# start of INFORMATION SUPPLIED
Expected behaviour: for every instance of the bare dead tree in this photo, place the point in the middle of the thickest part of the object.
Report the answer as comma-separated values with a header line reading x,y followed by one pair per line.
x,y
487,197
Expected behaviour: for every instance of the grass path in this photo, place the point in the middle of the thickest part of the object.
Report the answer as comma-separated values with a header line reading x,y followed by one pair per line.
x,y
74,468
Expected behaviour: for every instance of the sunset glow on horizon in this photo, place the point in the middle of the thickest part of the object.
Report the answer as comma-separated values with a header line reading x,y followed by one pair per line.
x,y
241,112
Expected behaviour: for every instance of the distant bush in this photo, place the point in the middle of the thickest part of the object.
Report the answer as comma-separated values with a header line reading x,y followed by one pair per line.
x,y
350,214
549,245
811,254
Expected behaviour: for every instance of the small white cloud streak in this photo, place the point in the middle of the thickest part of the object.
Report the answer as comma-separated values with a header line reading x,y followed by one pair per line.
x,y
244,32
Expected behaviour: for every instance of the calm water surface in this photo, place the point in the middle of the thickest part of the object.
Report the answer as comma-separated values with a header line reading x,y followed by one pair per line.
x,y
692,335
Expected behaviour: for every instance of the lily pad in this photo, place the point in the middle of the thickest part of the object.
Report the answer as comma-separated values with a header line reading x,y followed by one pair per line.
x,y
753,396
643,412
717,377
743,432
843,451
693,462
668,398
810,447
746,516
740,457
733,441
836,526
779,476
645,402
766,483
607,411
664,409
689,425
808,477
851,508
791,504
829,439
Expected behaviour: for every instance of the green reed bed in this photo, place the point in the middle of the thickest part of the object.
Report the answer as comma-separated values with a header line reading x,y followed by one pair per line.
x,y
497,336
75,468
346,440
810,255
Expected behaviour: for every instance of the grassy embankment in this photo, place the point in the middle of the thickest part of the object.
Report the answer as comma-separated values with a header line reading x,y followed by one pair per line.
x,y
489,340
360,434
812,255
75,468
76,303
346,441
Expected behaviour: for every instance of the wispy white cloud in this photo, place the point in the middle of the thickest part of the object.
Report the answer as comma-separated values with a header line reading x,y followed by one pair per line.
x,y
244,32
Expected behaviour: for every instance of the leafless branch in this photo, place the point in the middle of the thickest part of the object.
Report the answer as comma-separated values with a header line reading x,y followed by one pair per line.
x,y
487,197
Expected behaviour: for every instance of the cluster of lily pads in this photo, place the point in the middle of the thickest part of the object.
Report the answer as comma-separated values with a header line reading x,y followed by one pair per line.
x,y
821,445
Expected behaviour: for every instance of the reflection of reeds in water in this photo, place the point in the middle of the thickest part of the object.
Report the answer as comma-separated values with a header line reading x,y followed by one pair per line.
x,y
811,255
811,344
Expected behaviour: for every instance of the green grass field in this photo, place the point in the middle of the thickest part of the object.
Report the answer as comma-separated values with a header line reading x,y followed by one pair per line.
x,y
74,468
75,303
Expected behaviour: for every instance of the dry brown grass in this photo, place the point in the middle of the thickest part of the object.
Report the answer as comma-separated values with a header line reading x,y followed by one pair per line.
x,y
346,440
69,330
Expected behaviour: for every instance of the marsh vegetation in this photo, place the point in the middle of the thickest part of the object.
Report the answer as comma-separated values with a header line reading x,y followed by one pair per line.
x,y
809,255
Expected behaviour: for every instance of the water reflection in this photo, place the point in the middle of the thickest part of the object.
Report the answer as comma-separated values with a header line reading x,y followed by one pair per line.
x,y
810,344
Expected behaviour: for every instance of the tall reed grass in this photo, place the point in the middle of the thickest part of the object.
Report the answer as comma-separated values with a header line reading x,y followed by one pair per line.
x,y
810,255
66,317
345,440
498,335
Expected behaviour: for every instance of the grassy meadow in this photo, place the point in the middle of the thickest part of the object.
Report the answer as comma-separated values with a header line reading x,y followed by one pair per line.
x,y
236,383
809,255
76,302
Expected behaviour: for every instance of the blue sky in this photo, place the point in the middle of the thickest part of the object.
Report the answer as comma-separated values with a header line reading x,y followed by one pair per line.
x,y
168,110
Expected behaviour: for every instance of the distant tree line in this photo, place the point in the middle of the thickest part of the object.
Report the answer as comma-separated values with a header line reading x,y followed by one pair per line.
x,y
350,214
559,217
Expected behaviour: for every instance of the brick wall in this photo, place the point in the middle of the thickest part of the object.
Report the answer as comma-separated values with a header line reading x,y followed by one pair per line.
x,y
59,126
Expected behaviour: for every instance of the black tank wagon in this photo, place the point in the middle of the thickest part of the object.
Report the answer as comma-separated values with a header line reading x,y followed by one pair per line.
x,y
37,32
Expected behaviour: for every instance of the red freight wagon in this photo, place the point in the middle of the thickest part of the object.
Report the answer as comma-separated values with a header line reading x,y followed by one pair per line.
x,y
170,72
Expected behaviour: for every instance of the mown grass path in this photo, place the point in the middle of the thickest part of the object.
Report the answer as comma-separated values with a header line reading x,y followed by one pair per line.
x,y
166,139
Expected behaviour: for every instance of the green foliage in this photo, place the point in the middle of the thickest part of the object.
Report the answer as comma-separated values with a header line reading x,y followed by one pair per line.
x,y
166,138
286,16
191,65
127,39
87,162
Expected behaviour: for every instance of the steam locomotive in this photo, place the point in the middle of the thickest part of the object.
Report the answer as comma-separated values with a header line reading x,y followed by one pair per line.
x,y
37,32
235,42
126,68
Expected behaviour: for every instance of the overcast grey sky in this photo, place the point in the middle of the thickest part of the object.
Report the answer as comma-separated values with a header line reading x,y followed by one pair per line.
# end of INFORMATION SUPPLIED
### TASK DIRECTIONS
Transcribe exactly the line containing "Expected behaviour: for every instance of the green foliage" and all remaining lines of the material, ending with the last one.

### WRITTEN REPLY
Expected behaviour: for every instance of the green foliage in this photo, place the point in the middle of the thickest part of the object.
Report the answer as comma-separated values with a header line reading x,y followed by one pair per line.
x,y
166,138
286,16
191,65
127,39
87,162
Expected behaviour: for every instance of the steam locomotive in this photo, place the point in the middle of the thickest part of the object.
Report the answer as comma-separated values with a header line reading x,y followed by one pair per line.
x,y
37,32
235,42
126,68
Expected behaviour: for every instance of the overcast grey sky in this photo, place the point in the middle of the thickest part of the object.
Report the answer as comma-separated values with a header line reading x,y followed by one pair per line.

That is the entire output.